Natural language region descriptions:
● ● ●

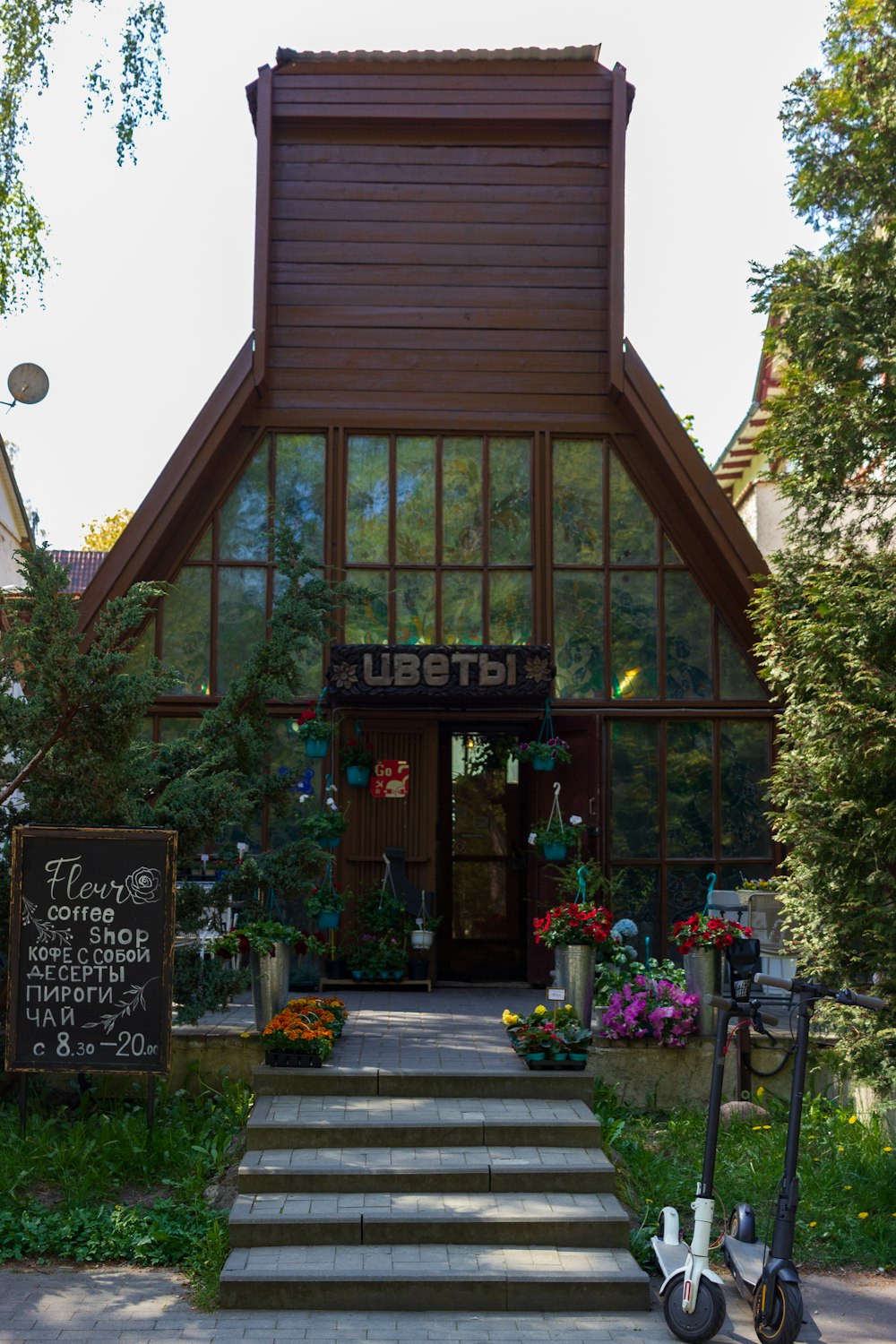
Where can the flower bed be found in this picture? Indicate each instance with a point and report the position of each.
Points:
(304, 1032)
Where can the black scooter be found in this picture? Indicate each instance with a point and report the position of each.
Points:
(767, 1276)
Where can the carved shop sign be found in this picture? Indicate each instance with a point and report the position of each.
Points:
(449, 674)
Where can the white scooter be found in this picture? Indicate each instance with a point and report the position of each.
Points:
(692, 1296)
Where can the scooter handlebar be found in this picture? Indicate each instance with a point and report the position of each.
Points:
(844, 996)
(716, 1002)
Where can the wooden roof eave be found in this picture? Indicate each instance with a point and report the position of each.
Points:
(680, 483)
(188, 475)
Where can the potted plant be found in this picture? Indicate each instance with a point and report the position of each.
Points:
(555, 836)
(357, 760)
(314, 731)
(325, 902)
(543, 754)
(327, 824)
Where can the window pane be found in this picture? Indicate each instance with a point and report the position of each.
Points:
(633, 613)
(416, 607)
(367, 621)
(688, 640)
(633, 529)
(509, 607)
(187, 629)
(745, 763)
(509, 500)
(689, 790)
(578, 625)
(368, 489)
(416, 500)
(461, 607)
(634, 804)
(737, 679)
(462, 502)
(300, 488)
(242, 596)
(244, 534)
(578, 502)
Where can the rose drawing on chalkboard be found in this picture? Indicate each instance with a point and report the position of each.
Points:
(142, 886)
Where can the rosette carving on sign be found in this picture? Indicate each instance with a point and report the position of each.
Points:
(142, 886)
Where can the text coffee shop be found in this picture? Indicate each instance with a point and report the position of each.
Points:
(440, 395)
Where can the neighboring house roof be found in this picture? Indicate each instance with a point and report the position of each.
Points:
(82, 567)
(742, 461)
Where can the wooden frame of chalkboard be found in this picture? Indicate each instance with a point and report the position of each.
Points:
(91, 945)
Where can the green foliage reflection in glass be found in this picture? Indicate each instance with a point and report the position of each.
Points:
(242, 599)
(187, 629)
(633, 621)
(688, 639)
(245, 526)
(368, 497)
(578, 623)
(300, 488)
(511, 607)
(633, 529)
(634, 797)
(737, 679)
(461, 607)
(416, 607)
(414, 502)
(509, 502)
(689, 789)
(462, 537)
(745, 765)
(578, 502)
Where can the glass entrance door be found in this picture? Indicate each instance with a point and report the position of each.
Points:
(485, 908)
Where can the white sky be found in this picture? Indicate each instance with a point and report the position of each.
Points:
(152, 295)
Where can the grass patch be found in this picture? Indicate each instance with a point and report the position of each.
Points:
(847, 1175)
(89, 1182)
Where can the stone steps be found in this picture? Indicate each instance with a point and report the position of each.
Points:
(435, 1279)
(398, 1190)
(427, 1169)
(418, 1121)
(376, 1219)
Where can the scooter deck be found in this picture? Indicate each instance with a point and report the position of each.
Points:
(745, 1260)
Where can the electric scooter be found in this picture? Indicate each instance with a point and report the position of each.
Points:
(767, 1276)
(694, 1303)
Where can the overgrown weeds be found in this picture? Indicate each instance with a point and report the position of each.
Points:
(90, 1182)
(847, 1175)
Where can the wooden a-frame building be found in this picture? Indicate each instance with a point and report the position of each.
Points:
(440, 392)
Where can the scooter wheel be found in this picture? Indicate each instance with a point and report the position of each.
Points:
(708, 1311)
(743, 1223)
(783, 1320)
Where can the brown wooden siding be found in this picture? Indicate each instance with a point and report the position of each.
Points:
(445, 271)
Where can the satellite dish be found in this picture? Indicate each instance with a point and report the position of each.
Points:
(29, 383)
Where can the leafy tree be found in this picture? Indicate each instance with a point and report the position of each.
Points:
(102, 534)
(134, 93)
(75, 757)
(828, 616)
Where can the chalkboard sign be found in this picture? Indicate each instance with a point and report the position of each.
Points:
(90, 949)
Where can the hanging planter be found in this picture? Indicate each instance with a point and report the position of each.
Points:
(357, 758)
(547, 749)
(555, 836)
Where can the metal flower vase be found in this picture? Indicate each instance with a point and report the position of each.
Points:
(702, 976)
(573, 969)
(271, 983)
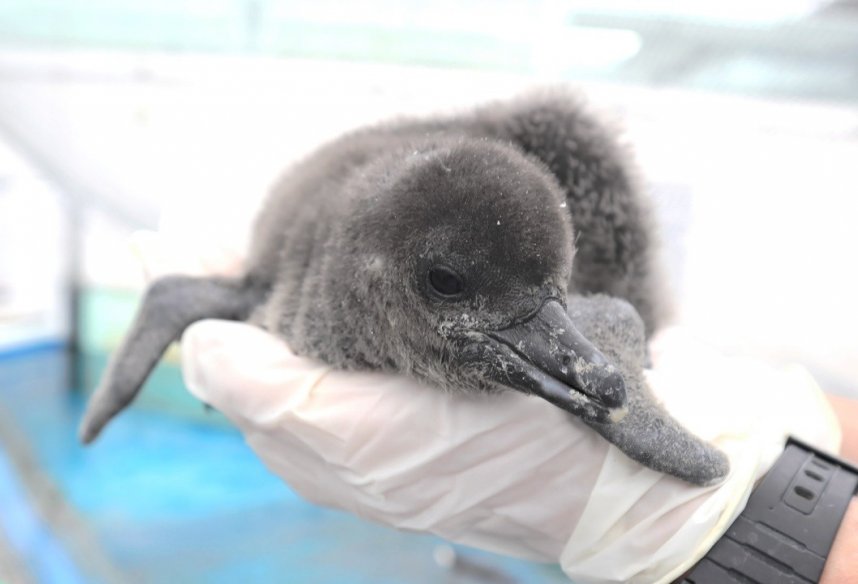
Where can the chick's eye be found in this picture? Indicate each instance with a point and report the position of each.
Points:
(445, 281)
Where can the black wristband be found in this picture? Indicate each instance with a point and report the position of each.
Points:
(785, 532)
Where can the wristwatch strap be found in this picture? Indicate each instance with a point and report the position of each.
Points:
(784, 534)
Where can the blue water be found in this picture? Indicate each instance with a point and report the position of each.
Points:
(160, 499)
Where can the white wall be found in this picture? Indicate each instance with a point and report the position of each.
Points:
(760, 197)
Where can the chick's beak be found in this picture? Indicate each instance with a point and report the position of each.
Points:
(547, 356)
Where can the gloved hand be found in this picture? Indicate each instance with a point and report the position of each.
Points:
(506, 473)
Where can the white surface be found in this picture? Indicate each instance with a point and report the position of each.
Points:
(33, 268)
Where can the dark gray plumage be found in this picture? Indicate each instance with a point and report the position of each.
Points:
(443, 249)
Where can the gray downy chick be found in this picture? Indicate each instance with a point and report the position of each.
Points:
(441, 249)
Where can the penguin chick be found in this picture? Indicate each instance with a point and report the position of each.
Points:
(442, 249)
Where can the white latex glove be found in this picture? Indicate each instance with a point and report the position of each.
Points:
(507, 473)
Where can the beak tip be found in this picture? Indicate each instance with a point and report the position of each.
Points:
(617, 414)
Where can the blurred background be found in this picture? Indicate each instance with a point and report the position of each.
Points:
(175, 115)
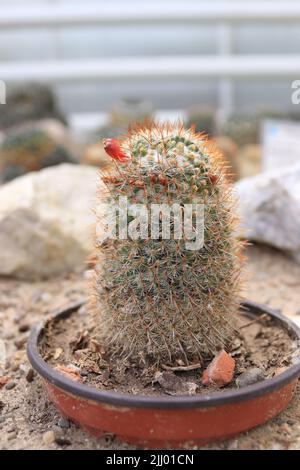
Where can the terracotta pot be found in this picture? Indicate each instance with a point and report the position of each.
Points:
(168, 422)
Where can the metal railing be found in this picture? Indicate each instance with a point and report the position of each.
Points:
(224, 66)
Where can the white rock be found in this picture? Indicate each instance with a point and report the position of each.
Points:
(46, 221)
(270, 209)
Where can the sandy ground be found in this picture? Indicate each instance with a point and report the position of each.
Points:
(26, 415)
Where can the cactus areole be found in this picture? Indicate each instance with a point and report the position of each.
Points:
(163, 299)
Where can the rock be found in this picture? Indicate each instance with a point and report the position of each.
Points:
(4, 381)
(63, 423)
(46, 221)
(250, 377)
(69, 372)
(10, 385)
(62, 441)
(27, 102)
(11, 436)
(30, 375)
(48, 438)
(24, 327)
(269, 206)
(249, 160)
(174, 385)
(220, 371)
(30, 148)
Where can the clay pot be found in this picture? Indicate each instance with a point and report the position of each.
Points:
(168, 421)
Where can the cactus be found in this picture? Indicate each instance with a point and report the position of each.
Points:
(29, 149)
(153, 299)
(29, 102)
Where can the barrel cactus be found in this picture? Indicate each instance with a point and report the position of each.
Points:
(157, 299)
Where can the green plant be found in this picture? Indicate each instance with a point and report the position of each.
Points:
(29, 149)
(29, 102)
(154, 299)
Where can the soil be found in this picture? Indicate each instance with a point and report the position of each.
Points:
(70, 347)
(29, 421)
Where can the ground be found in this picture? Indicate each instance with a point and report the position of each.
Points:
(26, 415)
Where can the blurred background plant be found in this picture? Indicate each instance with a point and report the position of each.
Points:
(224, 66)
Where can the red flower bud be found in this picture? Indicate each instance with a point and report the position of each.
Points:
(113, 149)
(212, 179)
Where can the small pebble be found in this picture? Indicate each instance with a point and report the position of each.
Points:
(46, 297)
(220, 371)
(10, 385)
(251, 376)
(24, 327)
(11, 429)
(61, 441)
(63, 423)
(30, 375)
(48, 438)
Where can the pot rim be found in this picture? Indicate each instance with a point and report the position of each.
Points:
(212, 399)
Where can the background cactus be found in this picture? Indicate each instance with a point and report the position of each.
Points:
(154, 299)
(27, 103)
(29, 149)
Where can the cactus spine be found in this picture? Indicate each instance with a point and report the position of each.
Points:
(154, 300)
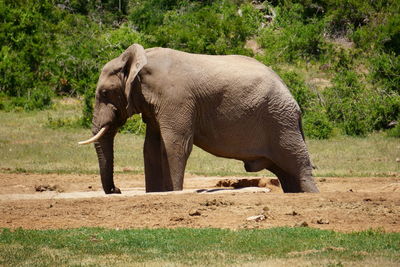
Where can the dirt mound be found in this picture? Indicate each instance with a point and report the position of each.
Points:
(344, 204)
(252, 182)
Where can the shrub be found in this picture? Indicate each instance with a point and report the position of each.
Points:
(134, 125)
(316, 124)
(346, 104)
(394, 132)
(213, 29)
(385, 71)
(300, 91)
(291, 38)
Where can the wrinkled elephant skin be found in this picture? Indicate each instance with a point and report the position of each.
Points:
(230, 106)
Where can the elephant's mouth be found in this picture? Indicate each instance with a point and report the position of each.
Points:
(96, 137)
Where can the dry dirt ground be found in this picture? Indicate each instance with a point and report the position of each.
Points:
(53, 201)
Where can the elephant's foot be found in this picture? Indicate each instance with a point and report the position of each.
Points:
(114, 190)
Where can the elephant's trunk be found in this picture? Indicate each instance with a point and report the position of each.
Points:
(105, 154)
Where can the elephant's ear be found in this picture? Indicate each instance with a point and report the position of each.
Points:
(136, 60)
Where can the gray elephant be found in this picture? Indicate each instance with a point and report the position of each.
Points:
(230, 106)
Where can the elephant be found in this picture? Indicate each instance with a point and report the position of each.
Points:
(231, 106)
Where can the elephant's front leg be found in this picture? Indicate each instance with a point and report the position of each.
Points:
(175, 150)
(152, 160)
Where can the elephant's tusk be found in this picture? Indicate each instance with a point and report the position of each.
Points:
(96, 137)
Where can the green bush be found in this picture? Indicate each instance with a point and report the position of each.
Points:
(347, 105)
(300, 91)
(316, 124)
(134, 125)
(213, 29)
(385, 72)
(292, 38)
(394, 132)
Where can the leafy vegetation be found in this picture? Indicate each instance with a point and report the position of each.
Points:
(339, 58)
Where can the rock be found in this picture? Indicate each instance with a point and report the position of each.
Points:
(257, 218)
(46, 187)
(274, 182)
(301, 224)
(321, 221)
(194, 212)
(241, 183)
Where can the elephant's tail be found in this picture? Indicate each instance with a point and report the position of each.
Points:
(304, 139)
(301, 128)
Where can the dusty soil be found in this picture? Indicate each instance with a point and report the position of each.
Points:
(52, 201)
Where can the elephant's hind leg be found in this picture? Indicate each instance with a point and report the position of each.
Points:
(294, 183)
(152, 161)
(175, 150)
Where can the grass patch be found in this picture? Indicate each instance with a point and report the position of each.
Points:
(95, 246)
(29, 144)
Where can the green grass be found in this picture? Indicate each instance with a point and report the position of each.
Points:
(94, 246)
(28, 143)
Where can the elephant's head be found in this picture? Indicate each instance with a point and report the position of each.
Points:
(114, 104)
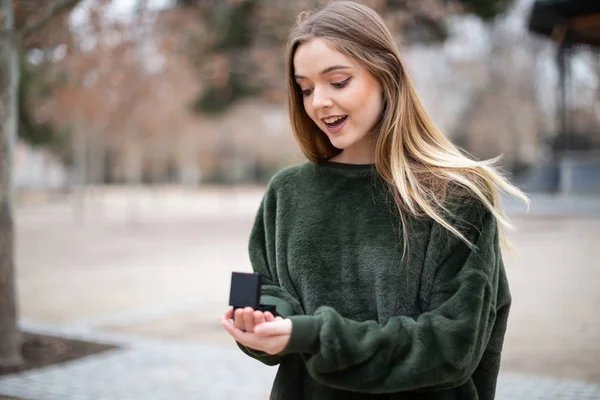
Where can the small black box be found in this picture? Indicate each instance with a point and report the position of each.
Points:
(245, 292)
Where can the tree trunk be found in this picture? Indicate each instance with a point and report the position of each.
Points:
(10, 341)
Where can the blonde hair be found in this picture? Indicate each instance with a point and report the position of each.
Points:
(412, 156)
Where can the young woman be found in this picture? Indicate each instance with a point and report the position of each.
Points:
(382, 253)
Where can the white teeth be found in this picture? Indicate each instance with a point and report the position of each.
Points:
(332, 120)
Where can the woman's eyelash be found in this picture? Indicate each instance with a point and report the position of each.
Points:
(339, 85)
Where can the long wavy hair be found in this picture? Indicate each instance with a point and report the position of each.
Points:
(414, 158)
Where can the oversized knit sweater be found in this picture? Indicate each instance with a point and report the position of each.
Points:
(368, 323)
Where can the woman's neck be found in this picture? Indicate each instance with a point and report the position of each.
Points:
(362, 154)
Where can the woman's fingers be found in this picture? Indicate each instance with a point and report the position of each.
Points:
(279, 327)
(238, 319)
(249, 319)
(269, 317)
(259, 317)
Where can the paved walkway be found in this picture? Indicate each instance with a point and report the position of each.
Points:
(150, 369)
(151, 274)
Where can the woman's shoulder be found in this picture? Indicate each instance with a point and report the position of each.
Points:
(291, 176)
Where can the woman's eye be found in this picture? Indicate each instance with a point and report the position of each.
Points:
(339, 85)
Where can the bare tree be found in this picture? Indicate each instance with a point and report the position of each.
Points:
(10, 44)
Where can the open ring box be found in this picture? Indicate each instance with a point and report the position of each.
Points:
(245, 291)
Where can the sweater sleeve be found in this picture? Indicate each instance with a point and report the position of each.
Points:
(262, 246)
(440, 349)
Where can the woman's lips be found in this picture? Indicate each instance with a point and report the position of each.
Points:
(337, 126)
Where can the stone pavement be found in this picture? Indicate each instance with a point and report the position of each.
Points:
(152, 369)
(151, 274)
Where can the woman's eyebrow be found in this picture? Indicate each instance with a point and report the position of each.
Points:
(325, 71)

● ● ●

Task: Pull every line containing "flower" out of the entries.

Worked solution:
Where can the flower bed be found in this picture? Indicate each instance with a point and report the position of each.
Where can the metal flower vase be found in this picture? Indicate each instance with a point and report the position of each.
Where can the red flower bud be found in this picture? Indicate each instance with a point and report the position of each.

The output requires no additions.